Exercise A: According to the review of Nightcrawler, which local news station does Lou Bloom plan to sell his footage to?
Exercise B: Write the next part of the Nightcrawler review, continuing from its final sentence.

Text for analysis:
━━━━━━━━
“The closer you look, the darker it gets” declares the poster for Dan Gilroy’s directorial debut Nightcrawler. And so it was. As I sat in the cinema wondering how far Jake Gyllenhaal’s character would take it, the answer tended to be “Oh, that far.”
The film is a bildungsroman tale of Lou Bloom (Gyllenhaal), a young man driven by money and success, and willing to go to any lengths to achieve it. He gets hooked on the idea of freelance crime journalism, specifically filming violent crimes and accidents with a personal camcorder, with the plan to sell them on to local news station KWLA manager Nina (Rene Russo). However, as his business grows and the stakes are raised, he goes to great lengths to ensure he rises to the top of the pile and stays there, no matter what the consequences are.
Gyllenhaal is a wonder to watch in a film like this. He has chosen his films wisely over the years and has a body of work he can already be very proud of, including Donnie Darko, Jarhead, Brokeback Mountain, Zodiac and Source Code. This is definitely amongst his best overall, and I’d go as far as say that Lou is his most defined character yet. He plays sinister very well and clearly knows how to make his audiences tick. At times it’s a real joy to watch, at times it made me want to cover my eyes; both responses indicative that I was hooked.
━━━━━━━━
[Items in a dataset]

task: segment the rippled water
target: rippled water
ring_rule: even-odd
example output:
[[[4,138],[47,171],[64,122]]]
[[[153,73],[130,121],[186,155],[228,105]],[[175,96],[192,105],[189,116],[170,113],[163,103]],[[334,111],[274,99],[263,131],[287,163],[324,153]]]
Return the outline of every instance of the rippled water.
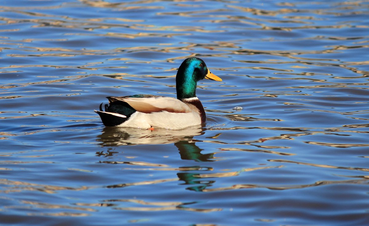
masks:
[[[2,225],[369,224],[367,0],[0,6]],[[193,56],[204,127],[94,113]]]

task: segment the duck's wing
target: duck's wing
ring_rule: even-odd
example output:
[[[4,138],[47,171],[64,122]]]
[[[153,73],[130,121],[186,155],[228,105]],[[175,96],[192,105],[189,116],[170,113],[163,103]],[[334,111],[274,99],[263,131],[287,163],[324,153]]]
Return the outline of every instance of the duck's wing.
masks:
[[[111,102],[124,101],[136,111],[145,113],[162,111],[173,113],[189,113],[192,111],[187,104],[175,98],[152,95],[142,97],[109,97],[108,99]]]

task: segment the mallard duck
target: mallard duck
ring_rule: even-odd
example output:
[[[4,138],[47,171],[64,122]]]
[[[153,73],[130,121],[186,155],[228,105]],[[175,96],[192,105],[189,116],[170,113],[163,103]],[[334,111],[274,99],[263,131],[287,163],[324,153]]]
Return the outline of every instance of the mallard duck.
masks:
[[[105,105],[105,111],[102,103],[100,110],[94,111],[108,127],[176,130],[202,124],[206,116],[196,96],[196,87],[197,82],[204,78],[222,81],[210,72],[202,60],[187,58],[177,72],[177,99],[147,94],[108,97],[109,104]]]

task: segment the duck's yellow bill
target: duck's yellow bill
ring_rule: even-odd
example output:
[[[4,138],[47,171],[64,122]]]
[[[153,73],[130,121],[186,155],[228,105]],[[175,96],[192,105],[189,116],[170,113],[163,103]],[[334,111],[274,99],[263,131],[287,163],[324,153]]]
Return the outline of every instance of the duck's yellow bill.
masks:
[[[210,72],[210,70],[209,69],[208,69],[208,73],[205,75],[205,78],[206,79],[214,80],[218,82],[221,82],[222,81],[221,78]]]

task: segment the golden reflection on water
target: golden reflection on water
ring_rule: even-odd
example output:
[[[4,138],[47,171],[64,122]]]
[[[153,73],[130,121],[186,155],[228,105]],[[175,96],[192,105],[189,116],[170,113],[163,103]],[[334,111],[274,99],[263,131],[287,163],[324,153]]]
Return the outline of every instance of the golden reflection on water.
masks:
[[[19,211],[18,209],[31,209],[32,211],[27,214],[31,216],[68,217],[98,214],[99,208],[108,207],[123,211],[183,210],[210,214],[224,209],[214,203],[207,208],[193,208],[190,205],[196,204],[196,202],[188,200],[191,199],[196,200],[196,198],[192,196],[190,193],[186,193],[184,198],[181,198],[180,201],[160,202],[161,199],[167,200],[168,199],[162,197],[151,199],[149,201],[148,199],[113,199],[114,197],[107,199],[109,192],[104,192],[106,191],[103,189],[109,192],[121,190],[123,194],[121,195],[124,196],[126,195],[125,192],[130,189],[134,189],[137,186],[146,186],[150,189],[151,186],[159,185],[164,187],[166,183],[171,183],[171,186],[178,185],[179,188],[168,192],[184,192],[184,193],[187,191],[182,190],[185,189],[198,192],[224,192],[247,188],[287,190],[325,185],[367,184],[369,178],[366,175],[336,174],[334,176],[355,178],[336,181],[326,179],[326,177],[331,176],[333,173],[332,171],[324,171],[323,169],[347,170],[349,171],[348,174],[353,172],[354,173],[369,172],[369,169],[339,166],[339,163],[334,163],[334,158],[332,158],[331,162],[319,164],[321,162],[314,162],[306,154],[305,146],[302,146],[301,150],[300,148],[300,145],[313,145],[310,146],[321,149],[322,152],[337,150],[339,148],[349,148],[349,151],[360,152],[358,154],[355,152],[354,154],[358,159],[365,159],[368,158],[364,151],[361,150],[368,147],[369,144],[366,144],[365,137],[360,135],[369,133],[367,129],[365,130],[369,124],[352,121],[368,120],[365,117],[369,111],[365,107],[368,102],[363,99],[366,95],[364,91],[369,89],[368,87],[369,83],[366,80],[369,76],[366,67],[369,61],[365,58],[365,55],[363,53],[369,48],[369,41],[367,40],[368,36],[359,30],[369,28],[369,26],[360,22],[368,15],[366,1],[332,2],[328,4],[319,1],[308,3],[275,3],[272,4],[274,7],[271,7],[270,4],[270,7],[265,7],[257,4],[254,4],[252,7],[246,5],[240,6],[243,3],[242,1],[216,1],[212,3],[215,4],[220,3],[224,7],[215,10],[203,7],[204,2],[197,0],[175,1],[167,5],[164,4],[166,2],[157,0],[111,1],[80,0],[76,2],[56,3],[59,4],[52,6],[0,6],[0,11],[5,13],[4,15],[7,17],[0,18],[2,23],[1,26],[4,28],[0,29],[0,32],[3,34],[0,37],[0,43],[3,45],[0,47],[0,51],[4,53],[1,57],[5,62],[0,67],[0,73],[6,79],[13,79],[12,76],[21,75],[19,79],[9,82],[4,78],[3,82],[6,84],[0,84],[0,88],[2,89],[0,100],[11,101],[16,104],[17,101],[24,101],[24,97],[30,99],[30,103],[34,102],[35,99],[32,98],[49,98],[44,99],[46,101],[43,101],[42,104],[47,105],[48,101],[57,101],[59,99],[54,97],[62,95],[70,98],[66,102],[61,102],[61,105],[65,104],[69,106],[70,104],[75,108],[71,109],[65,107],[69,110],[58,112],[46,109],[42,112],[34,112],[27,109],[30,107],[30,104],[27,105],[25,103],[18,109],[11,109],[9,111],[2,110],[0,113],[5,114],[1,115],[0,119],[5,122],[11,121],[10,127],[18,127],[18,124],[21,124],[22,126],[18,127],[19,128],[14,131],[0,132],[0,139],[14,142],[17,145],[20,144],[22,146],[16,145],[15,148],[20,150],[24,146],[23,145],[23,138],[25,137],[27,140],[27,138],[30,137],[28,136],[42,135],[42,133],[52,132],[58,136],[58,140],[52,141],[53,145],[57,146],[62,145],[63,148],[59,148],[61,149],[68,147],[78,139],[82,139],[88,150],[76,151],[73,147],[73,151],[70,151],[92,153],[93,158],[95,158],[89,162],[91,165],[97,163],[106,168],[114,166],[123,167],[119,169],[127,174],[127,178],[133,177],[130,174],[132,172],[156,173],[157,176],[152,179],[138,178],[132,182],[120,181],[121,178],[117,178],[110,182],[98,181],[91,183],[103,185],[99,186],[91,185],[87,180],[82,181],[82,184],[85,185],[81,186],[63,186],[66,184],[63,184],[62,181],[60,182],[60,186],[46,184],[49,183],[47,182],[28,182],[36,179],[38,181],[42,181],[41,179],[36,178],[38,175],[32,165],[44,167],[47,169],[48,165],[57,165],[56,163],[63,160],[59,162],[54,160],[58,159],[56,158],[60,155],[53,152],[57,152],[60,150],[57,148],[53,149],[54,147],[48,147],[46,150],[50,154],[47,155],[22,153],[20,155],[15,152],[6,151],[0,155],[3,158],[0,163],[5,165],[0,168],[0,170],[11,176],[12,173],[16,173],[17,171],[24,174],[27,172],[29,173],[30,178],[21,177],[28,177],[27,174],[26,176],[18,175],[23,179],[6,179],[4,174],[0,179],[0,184],[3,187],[0,192],[3,195],[14,193],[18,195],[22,195],[22,192],[27,193],[27,195],[31,198],[28,200],[14,198],[13,200],[20,204],[2,208],[2,211],[5,212],[7,210],[4,210],[7,209],[14,209],[15,212]],[[255,3],[250,2],[247,5]],[[267,5],[266,3],[265,4]],[[304,9],[306,5],[309,7]],[[319,6],[310,7],[314,5]],[[62,16],[68,14],[63,13],[66,12],[69,8],[75,10],[74,8],[77,7],[83,7],[91,12],[95,12],[93,8],[96,8],[100,12],[107,10],[109,13]],[[144,13],[141,13],[142,12]],[[132,16],[134,13],[135,13],[136,17]],[[331,15],[332,17],[324,16]],[[361,17],[351,18],[351,16]],[[158,23],[160,20],[169,22],[161,24]],[[37,32],[34,32],[37,31],[42,34],[38,35]],[[27,35],[22,35],[22,33]],[[304,46],[306,43],[310,47]],[[355,57],[356,55],[363,57]],[[347,57],[348,55],[352,57]],[[132,90],[137,88],[135,87],[136,83],[140,83],[142,86],[152,88],[150,92],[158,90],[160,92],[158,93],[173,94],[170,92],[174,90],[166,88],[172,89],[174,87],[172,84],[174,82],[172,82],[179,63],[190,57],[206,58],[207,63],[209,62],[209,66],[212,64],[215,64],[214,69],[219,71],[227,79],[218,85],[199,83],[198,90],[206,91],[204,92],[204,102],[209,106],[206,109],[207,113],[211,115],[214,119],[206,127],[199,127],[181,131],[142,131],[109,128],[96,130],[96,127],[100,124],[91,122],[97,122],[98,119],[89,115],[86,116],[88,113],[86,113],[86,109],[89,109],[87,108],[92,109],[94,107],[86,107],[83,105],[89,105],[92,100],[94,102],[103,94],[114,91],[112,88],[128,87]],[[213,68],[212,66],[211,68]],[[94,74],[91,73],[93,71]],[[98,79],[93,80],[95,77]],[[87,80],[90,79],[94,81]],[[114,81],[117,84],[110,85],[108,81],[110,79],[116,80]],[[163,84],[169,81],[172,83]],[[104,83],[106,81],[106,84]],[[41,94],[37,92],[40,91],[37,89],[37,85],[48,85],[51,87],[56,85],[63,87],[56,92],[44,92]],[[268,86],[265,87],[264,85]],[[78,87],[75,87],[77,85]],[[349,90],[342,89],[349,89]],[[62,90],[68,91],[63,92]],[[124,92],[129,89],[121,90],[121,92]],[[89,93],[84,93],[86,91]],[[95,91],[97,91],[98,95],[95,94]],[[358,93],[358,91],[362,92]],[[318,92],[323,91],[326,92],[320,95]],[[328,95],[336,98],[334,99],[326,98]],[[245,99],[241,99],[243,97]],[[266,97],[268,98],[265,98]],[[256,98],[258,100],[255,101]],[[247,105],[247,101],[245,100],[254,102],[252,105],[248,105],[249,107],[248,108],[245,107]],[[85,103],[84,101],[91,102]],[[81,105],[80,103],[82,103]],[[236,104],[235,106],[244,107],[242,111],[231,110]],[[358,109],[360,107],[352,107],[352,104],[364,107]],[[350,104],[351,107],[341,107],[341,104],[342,106]],[[227,108],[227,105],[230,107]],[[8,106],[13,107],[10,104]],[[279,111],[276,111],[275,108],[281,108],[280,106],[286,108]],[[258,109],[255,110],[253,107],[257,107]],[[47,108],[47,107],[45,107]],[[86,108],[84,110],[76,111],[76,108],[83,107]],[[269,113],[270,110],[273,111]],[[294,114],[300,115],[298,117],[303,115],[307,115],[305,114],[309,111],[325,113],[328,117],[340,117],[344,122],[338,122],[332,126],[326,126],[324,124],[312,125],[302,117],[289,118],[289,116]],[[42,129],[39,127],[44,127],[45,125],[32,127],[24,124],[23,122],[27,124],[31,119],[34,120],[35,117],[36,119],[42,121],[43,124],[47,123],[43,122],[46,117],[52,118],[58,122]],[[345,120],[347,119],[352,121],[347,122]],[[296,121],[293,122],[293,124],[288,124],[289,120],[290,123],[291,120]],[[70,123],[75,124],[74,125],[76,125],[76,127],[80,126],[83,129],[65,127],[71,125]],[[86,125],[88,123],[91,125]],[[82,131],[85,128],[90,129],[91,132],[95,133],[92,136],[92,140],[86,141],[85,139],[88,136],[85,134],[85,136],[73,137],[69,140],[69,133],[82,133]],[[255,134],[254,132],[256,132]],[[239,135],[241,132],[244,133],[243,136],[235,136],[233,139],[233,134]],[[59,135],[63,135],[63,133],[68,134],[67,138],[64,139],[62,136],[59,138]],[[89,135],[91,134],[90,133]],[[307,135],[314,136],[306,136]],[[338,139],[328,140],[329,142],[320,139],[322,137],[330,135],[357,138],[354,141],[348,139],[341,141]],[[315,139],[318,136],[320,138]],[[225,137],[230,138],[225,139]],[[17,144],[17,142],[19,144]],[[91,144],[93,145],[90,145]],[[154,145],[154,144],[157,145]],[[162,147],[161,145],[168,145],[166,147],[174,152],[174,155],[176,155],[175,161],[180,163],[178,165],[175,165],[174,163],[172,165],[165,161],[161,162],[155,157],[145,156],[139,151],[126,155],[122,151],[127,151],[133,147],[139,149],[137,145],[141,145],[145,147],[143,148],[151,148],[153,151],[156,151],[157,147]],[[147,148],[149,146],[150,148]],[[246,148],[247,147],[250,148]],[[38,147],[35,149],[46,148]],[[280,151],[282,149],[287,151]],[[341,150],[339,151],[343,152]],[[341,154],[344,156],[348,155]],[[233,155],[237,155],[237,157],[232,159]],[[263,159],[263,156],[267,158],[283,156],[288,159]],[[339,158],[341,157],[340,156]],[[11,157],[18,159],[6,159]],[[39,158],[37,159],[40,161],[28,161],[24,158]],[[244,158],[252,160],[243,162],[241,165],[241,163],[237,161],[242,161]],[[296,158],[306,160],[296,161],[294,158]],[[99,159],[96,161],[96,158]],[[79,160],[85,162],[89,161],[87,159],[81,158]],[[35,159],[31,160],[33,159]],[[182,160],[183,162],[180,161]],[[62,162],[68,165],[63,168],[67,170],[65,173],[90,175],[97,171],[97,169],[85,167],[85,165],[82,165],[80,162],[73,162],[68,165],[68,161],[65,162]],[[234,166],[233,162],[236,163]],[[255,165],[252,165],[254,163]],[[269,163],[284,165],[250,166]],[[356,164],[349,162],[345,165],[355,166]],[[270,176],[271,177],[272,179],[265,184],[250,183],[249,184],[244,181],[239,181],[240,178],[243,180],[248,178],[251,180],[255,176],[269,176],[268,173],[270,171],[268,171],[288,169],[293,171],[295,169],[293,166],[297,165],[311,166],[311,169],[317,168],[321,172],[317,178],[313,179],[315,180],[307,182],[308,180],[304,181],[303,178],[298,180],[296,179],[296,183],[293,185],[283,182],[276,185],[275,183],[278,176],[284,179],[284,176],[299,177],[300,175],[283,175],[273,171],[277,176]],[[239,168],[235,166],[239,165],[242,166]],[[364,165],[362,162],[357,165]],[[225,169],[222,168],[223,167]],[[259,170],[264,169],[268,170]],[[142,172],[138,172],[139,171]],[[298,172],[298,169],[296,171]],[[266,172],[263,174],[264,171]],[[246,174],[248,172],[252,173]],[[260,174],[257,174],[259,172]],[[99,173],[104,179],[112,176],[110,172],[103,170]],[[173,175],[168,176],[167,174],[163,174],[165,175],[163,176],[159,173],[173,173]],[[253,173],[257,176],[252,176]],[[57,182],[58,176],[65,176],[57,173],[55,174],[55,181]],[[32,178],[32,176],[35,178]],[[323,179],[321,179],[319,176]],[[64,183],[69,185],[70,182],[73,185],[75,185],[75,183],[79,185],[79,183],[81,182],[80,178],[72,176],[70,178],[70,181]],[[52,183],[54,182],[50,183]],[[101,200],[103,198],[100,200],[97,200],[91,198],[90,194],[82,192],[93,189],[103,189],[99,193],[101,195],[107,193],[107,196],[104,196],[107,198],[103,198],[102,201]],[[44,196],[38,197],[37,195],[32,196],[32,192],[41,193],[41,195],[56,195],[57,193],[58,198],[67,200],[62,202],[69,203],[70,197],[63,197],[65,195],[63,191],[79,192],[78,195],[82,195],[80,200],[70,205],[62,205],[57,203],[57,201],[53,203],[44,201],[45,198]],[[356,195],[362,192],[359,191]],[[345,192],[347,194],[347,191]],[[209,200],[215,200],[214,203],[225,203],[223,207],[229,205],[226,200],[228,196],[231,197],[235,193],[224,193],[225,198],[224,199],[215,196],[208,197],[210,197]],[[131,195],[132,193],[127,192],[127,196],[133,197]],[[199,194],[196,194],[199,196],[196,197],[199,197]],[[277,195],[283,197],[283,194],[281,192]],[[187,198],[188,197],[190,198]],[[270,194],[263,195],[263,197],[265,200],[270,199],[267,202],[276,198]],[[290,197],[287,198],[286,203],[293,206],[293,203],[289,201],[291,200]],[[242,197],[240,201],[244,202],[245,205],[247,205],[251,203],[248,202],[248,198],[246,196]],[[318,199],[313,195],[307,199],[310,198],[314,202]],[[42,201],[38,201],[38,198]],[[330,202],[332,200],[328,199]],[[305,201],[303,199],[299,200],[300,200],[303,202]],[[231,206],[230,205],[230,206]],[[41,209],[38,211],[32,209]],[[53,212],[45,211],[48,210]],[[240,210],[238,211],[245,210],[241,208]],[[312,210],[311,212],[315,211]],[[360,211],[361,213],[363,210]],[[123,212],[120,212],[119,214]],[[348,212],[357,213],[359,211],[349,209]],[[249,212],[250,215],[254,213],[252,211]],[[335,216],[337,216],[332,218]],[[223,219],[228,217],[224,217]],[[319,217],[321,218],[321,216]],[[129,222],[139,223],[146,220],[151,219],[131,220]],[[220,225],[227,225],[227,220],[224,220],[219,222]],[[273,222],[279,219],[261,217],[255,220]],[[311,222],[297,223],[314,224]],[[198,223],[196,225],[215,225]]]

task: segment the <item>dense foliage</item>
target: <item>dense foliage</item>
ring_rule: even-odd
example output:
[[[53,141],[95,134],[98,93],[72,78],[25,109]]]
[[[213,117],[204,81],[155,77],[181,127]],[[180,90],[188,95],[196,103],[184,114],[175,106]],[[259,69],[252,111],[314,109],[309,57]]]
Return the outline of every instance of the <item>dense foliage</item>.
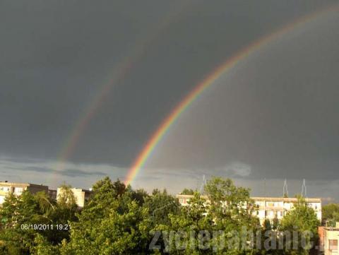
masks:
[[[82,210],[77,208],[70,187],[53,201],[44,193],[8,196],[0,208],[1,254],[301,254],[301,241],[292,250],[264,249],[262,237],[285,238],[284,231],[309,231],[316,238],[319,223],[300,198],[295,209],[279,222],[260,225],[249,190],[229,179],[213,178],[203,196],[193,194],[187,206],[166,190],[148,194],[133,190],[119,179],[106,177],[93,187]],[[25,229],[34,224],[69,225],[70,230]],[[255,237],[259,241],[254,241]],[[298,235],[302,237],[302,235]],[[301,237],[300,237],[301,238]],[[259,245],[258,244],[259,244]]]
━━━━━━━━
Task answer A: KWLA, where Nina is the manager.

Task answer B:
The plot works as a game of oneupmanship unto itself, and this operates across the board. The characters become fuller and more dislikable as the time progresses, the gore gets gorier, the action gets more explosive and by the final act the whole movie had me whipped up into a frenzy of disbelief. Well played Gilroy.
The supporting cast includes a top-form Bill Paxton (whoopee-fuckin’-do) as a rival video journalist, and a further emerging Riz Ahmed, who Brits may remember from the excellent Four Lions. Ahmed is one of my favourite British actors and it was a nice surprise to see him with such a big role in an American blockbuster.
As the finale approached, I found myself getting increasingly engrossed by Lou’s actions. His morals become so loose by the end that there is nothing remaining. His actions are fuelled by a desire to earn money, which is only possible because the viewers of KWLA are hungry to see the gruesome truth of their city. It’s an intelligent method of storytelling that we are enticed in the same manner into Lou’s own story, and by the end I found myself questioning my own morals, sitting on the edge of my seat, watching in excited disbelief.
This is an excellent film and it’s well worth seeking out whilst it’s still in cinemas. Check it out!
Nightcrawler is in cinemas worldwide now.